OPGAVE 1
Welk volume aan verschuivingen van de vraag op eenzelfde dag door vraagsturing staat volgens de tekst over thuisbatterijen in het pact?
OPGAVE 2
Neem de tekst over thuisbatterijen weer op na de laatste zin en schrijf hem verder.

LEESTEKST

----------------

Verder is er in het pact ook sprake van een volume van 1,5 gigawattuur aan verschuivingen van de vraag op eenzelfde dag door middel van vraagsturing.
Persoonlijk kan ik u wel nog meegeven dat wij binnen de Vlaamse Regering nog aan het bekijken zijn of we toch ook niet bijkomend mensen kunnen stimuleren om over te gaan tot die thuisbatterijen, die uiteraard nu ook niet allemaal zijn aangemeld. U verwijst zelf naar het potentieel aan zonne-energie. Daarvan is er ook heel veel puur decentraal en op lokale daken opgewekt. Daarom denken we toch dat voor het aanmoedigen van thuisbatterijen zeker ook een toekomst is weggelegd.
De heer Gryffroy heeft het woord.
Ik ben blij dat u het even hebt over de thuisbatterijen. Dat is ook gekoppeld aan het eerste stuk van uw antwoord. Ik moet dus vaststellen dat we geen data hebben voor de thuisbatterijen, maar ik kan u meegeven dat er waarschijnlijk niet veel zullen staan. Dat is mijn aanvoelen. Desalniettemin kan ik dat niet bevestigen. We hebben ook geen data. Dat heeft ook te maken met het feit dat er nog altijd geen CE-keuring voor de batterijen is vastgelegd door Synergrid. Je zou inderdaad kunnen zeggen dat, als iemand een batterij plaatst, er minstens een aanmelding moet zijn, net zoals wanneer men een omvormer plaatst voor zijn zonnepanelen. Dan hadden we wel data gehad. We lopen dus achter op dat vlak.

----------------

Records uit een dataset
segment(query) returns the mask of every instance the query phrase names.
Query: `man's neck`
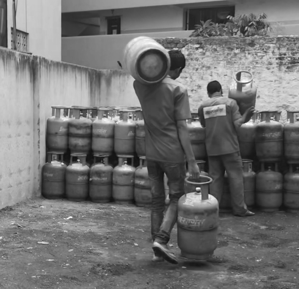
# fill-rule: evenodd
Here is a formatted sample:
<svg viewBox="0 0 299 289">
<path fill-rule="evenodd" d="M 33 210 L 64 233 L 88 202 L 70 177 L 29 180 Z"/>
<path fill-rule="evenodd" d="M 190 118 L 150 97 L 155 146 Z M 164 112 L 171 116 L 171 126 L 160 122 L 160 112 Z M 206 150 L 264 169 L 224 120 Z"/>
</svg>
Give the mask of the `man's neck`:
<svg viewBox="0 0 299 289">
<path fill-rule="evenodd" d="M 214 93 L 213 93 L 212 95 L 211 95 L 211 98 L 212 98 L 212 97 L 219 97 L 220 96 L 222 96 L 222 94 L 220 92 L 215 92 Z"/>
</svg>

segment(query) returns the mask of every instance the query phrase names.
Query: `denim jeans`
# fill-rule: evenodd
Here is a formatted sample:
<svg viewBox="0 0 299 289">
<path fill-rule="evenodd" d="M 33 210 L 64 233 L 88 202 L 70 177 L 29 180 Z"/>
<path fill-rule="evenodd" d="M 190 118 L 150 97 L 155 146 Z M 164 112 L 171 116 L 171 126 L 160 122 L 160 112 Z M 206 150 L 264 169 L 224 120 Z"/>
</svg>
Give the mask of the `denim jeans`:
<svg viewBox="0 0 299 289">
<path fill-rule="evenodd" d="M 231 206 L 234 214 L 243 214 L 247 211 L 244 201 L 243 164 L 239 152 L 208 157 L 209 174 L 213 179 L 210 185 L 210 194 L 219 203 L 223 192 L 225 170 L 228 177 Z"/>
<path fill-rule="evenodd" d="M 167 244 L 177 218 L 177 203 L 184 195 L 184 181 L 186 177 L 184 163 L 173 164 L 149 160 L 148 176 L 152 192 L 151 223 L 153 241 Z M 168 179 L 169 205 L 165 212 L 165 193 L 164 174 Z"/>
</svg>

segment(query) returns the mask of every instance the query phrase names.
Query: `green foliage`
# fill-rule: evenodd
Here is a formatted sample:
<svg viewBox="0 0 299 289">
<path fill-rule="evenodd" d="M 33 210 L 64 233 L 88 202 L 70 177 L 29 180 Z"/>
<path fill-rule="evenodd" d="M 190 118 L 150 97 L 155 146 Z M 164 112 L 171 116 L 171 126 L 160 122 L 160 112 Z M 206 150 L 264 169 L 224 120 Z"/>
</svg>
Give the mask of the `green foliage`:
<svg viewBox="0 0 299 289">
<path fill-rule="evenodd" d="M 261 13 L 256 16 L 251 13 L 236 17 L 228 16 L 228 21 L 225 24 L 214 23 L 211 20 L 195 25 L 195 30 L 190 37 L 214 36 L 266 36 L 271 31 L 269 24 L 266 21 L 267 16 Z"/>
</svg>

----------------

SCHRIFTELIJK ANTWOORD 1
Een volume van 1,5 gigawattuur.

SCHRIFTELIJK ANTWOORD 2
Wat de thuisbatterijen betreft, drie jaar geleden heb ik een conceptnota over decentrale energieopslag gelanceerd. Wat was de bedoeling? De installaties die u hebt opgesomd naar aanleiding van de schriftelijke vraag zijn vooral ‘netondersteunend’ of specifiek voor een bepaald bedrijf, maar er is nog heel veel potentieel bij mensen die panelen hebben. Als ze overdag niet thuis zijn en dat overdag kunnen opslaan, dan kunnen ze dat ’s avonds wel gebruiken vanuit hun batterij. Ik heb toen ook voorgesteld in mijn conceptnota dat we misschien moeten denken aan een vorm van capexondersteuning. Men ging dat toen uitwerken. Ik heb daar ook regelmatig vragen over gesteld aan uw voorgangers. Ik denk dat ook mevrouw Turtelboom een paar vragen daarover heeft gekregen. Men ging dat niet in functie van tarifering bekijken, want de regulator zal dan het antwoord zijn, maar men kan ook met capexondersteuning iets doen. Men kan ook maken dat Synergrid wat sneller haar werk doet, zodat mensen het toestel van het schap kunnen nemen en het kunnen ‘inlussen’ in hun eigen installatie. Daardoor zullen de mensen ook het voordeel zien. Als een pak eigenaars van zonnepanelen inderdaad op een bepaald ogenblik een eigen batterij hebben, dan schat ik dat men ongeveer de watervallen van Coo zal hebben geïnstalleerd bij de mensen thuis. Dan hebben we misschien wel onze doelstelling bereikt van die anderhalve gigawattuur die federaal is afgesproken, naast uw anderhalve gigawattuur voor vraagsturing. Waarom is daaromtrent de jongste drie jaar te weinig gebeurd?
Minister, dit is inderdaad een interessante vraag. Toevallig was ik vorige week nog op bezoek in Coo, maar dat is even voor de petite histoire.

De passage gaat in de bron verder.